[INSTRUCTIONS TO FOLLOW]:
Lay out the material below as a JSON list of strings, one string per line, skipping any blank lines.

──────────────────────────────

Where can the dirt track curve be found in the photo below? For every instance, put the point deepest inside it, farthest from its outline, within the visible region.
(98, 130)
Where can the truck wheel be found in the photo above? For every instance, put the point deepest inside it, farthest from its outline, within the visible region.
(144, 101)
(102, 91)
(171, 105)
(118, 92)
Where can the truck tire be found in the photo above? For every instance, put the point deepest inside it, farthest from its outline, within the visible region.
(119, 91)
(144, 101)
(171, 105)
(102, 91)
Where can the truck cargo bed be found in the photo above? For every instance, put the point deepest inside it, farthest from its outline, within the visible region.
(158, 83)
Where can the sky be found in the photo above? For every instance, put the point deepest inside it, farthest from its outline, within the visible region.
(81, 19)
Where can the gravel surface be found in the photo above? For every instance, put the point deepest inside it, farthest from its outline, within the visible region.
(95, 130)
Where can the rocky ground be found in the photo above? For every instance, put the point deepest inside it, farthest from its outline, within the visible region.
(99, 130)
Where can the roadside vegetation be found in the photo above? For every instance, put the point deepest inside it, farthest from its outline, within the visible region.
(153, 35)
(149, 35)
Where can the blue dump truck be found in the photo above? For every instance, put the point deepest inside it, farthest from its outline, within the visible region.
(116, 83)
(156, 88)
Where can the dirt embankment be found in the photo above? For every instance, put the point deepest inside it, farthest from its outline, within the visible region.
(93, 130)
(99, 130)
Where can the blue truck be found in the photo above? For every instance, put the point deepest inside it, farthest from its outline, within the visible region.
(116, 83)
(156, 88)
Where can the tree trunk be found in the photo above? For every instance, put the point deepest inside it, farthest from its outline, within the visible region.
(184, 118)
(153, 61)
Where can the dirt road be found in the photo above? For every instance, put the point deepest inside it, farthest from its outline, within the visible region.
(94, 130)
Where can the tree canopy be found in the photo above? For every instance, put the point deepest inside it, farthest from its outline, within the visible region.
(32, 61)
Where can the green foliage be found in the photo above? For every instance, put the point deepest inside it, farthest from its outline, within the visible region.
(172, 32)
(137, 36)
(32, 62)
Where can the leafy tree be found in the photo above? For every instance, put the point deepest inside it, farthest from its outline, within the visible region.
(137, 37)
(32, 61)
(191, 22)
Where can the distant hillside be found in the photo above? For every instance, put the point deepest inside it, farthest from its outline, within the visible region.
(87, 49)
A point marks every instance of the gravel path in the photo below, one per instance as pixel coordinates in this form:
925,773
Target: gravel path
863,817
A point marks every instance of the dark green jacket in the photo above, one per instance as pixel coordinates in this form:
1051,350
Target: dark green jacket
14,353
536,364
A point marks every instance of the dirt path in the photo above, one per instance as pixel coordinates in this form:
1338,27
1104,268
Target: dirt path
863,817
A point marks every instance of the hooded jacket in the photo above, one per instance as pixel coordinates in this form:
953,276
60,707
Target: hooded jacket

──────────────────────────────

[ANSWER IN FULL]:
[
  "Where can the dirt track curve be found in the photo below? For every instance, put the point deepest inside it, farthest from its outline, within the visible region.",
  "(98, 130)",
  "Where can the truck wheel be found in the photo above? For every instance, put the point deepest inside it, farthest from its outline, within the visible region.",
  "(144, 101)",
  "(102, 91)",
  "(171, 105)",
  "(118, 92)",
  "Where can the truck tire be found in the photo above? For every instance, put the point deepest inside it, farthest from its outline, within the visible region.",
  "(119, 91)",
  "(144, 101)",
  "(171, 105)",
  "(102, 91)",
  "Where can the truck cargo bed be found in the photo above? For every instance, put the point deepest inside it, farthest from its outline, within the visible region.",
  "(158, 83)",
  "Where can the sky be found in the photo above? For every instance, put the point deepest inside it, farthest from its outline, within the visible region.",
  "(81, 19)",
  "Where can the gravel surface be found in the photo above? For every instance, put the point deepest inside it, farthest from its outline, within the visible region.",
  "(95, 130)",
  "Where can the rocky ground be found in the photo above? For every instance, put the point deepest inside it, farthest from its outline, within the visible region.",
  "(99, 130)",
  "Where can the roadside vegetation be found in the photo above? For every instance, put the point deepest inside it, farthest from its outline, within the visible region.",
  "(153, 35)",
  "(149, 35)",
  "Where can the blue dump truck be found in the photo above? For every instance, put the point deepest inside it, farthest from its outline, within the visible region.",
  "(116, 83)",
  "(156, 88)",
  "Where can the dirt embankment be found in the photo above? For every instance, put the point deepest inside it, farthest from its outline, within the visible region.",
  "(93, 130)",
  "(99, 130)",
  "Where can the blue truck be found in the photo above? For every instance, put the point deepest inside it, farthest from its outline, within the visible region.",
  "(116, 83)",
  "(156, 88)",
  "Where can the tree trunk be found in the photo above? For every instance, put the point deepest inside it, farthest from its outline, within the visible region.",
  "(184, 118)",
  "(153, 61)",
  "Where can the dirt road be found in the photo above? For every instance, put the point deepest inside it, farthest from its outline, within the visible region.",
  "(94, 130)",
  "Where can the tree canopy be found in the photo above? For every instance, put the point deepest inside it, farthest from its outline, within the visible region.",
  "(32, 61)",
  "Where can the green foliage be found in the photo above? For every instance, put the point deepest inside it, farthest from its outline, within the visible region.",
  "(172, 32)",
  "(137, 36)",
  "(32, 62)",
  "Where can the leafy tree be found in the photo above? For every instance, put the point deepest inside it, farthest from its outline, within the visible region.",
  "(137, 37)",
  "(32, 61)",
  "(191, 22)",
  "Where can the distant hillside be found in the photo above? For every instance, put the point deepest inside it, farthest from its outline, within the visible region.",
  "(87, 49)",
  "A point marks every instance of the gravel path in the photo below, one per instance as pixel coordinates in this form:",
  "925,773",
  "Target: gravel path",
  "863,817",
  "A point marks every instance of the dark green jacket in the photo above, one per instance as pixel coordinates in this form:",
  "1051,350",
  "Target: dark green jacket",
  "14,353",
  "536,364",
  "A point marks every instance of the dirt path in the photo above, one per instance as pixel coordinates in this form:",
  "1338,27",
  "1104,268",
  "Target: dirt path",
  "863,817",
  "A point marks every instance of the hooded jacket in the photo above, one per instance as pixel coordinates in this form:",
  "953,276",
  "60,707",
  "Target: hooded jacket"
]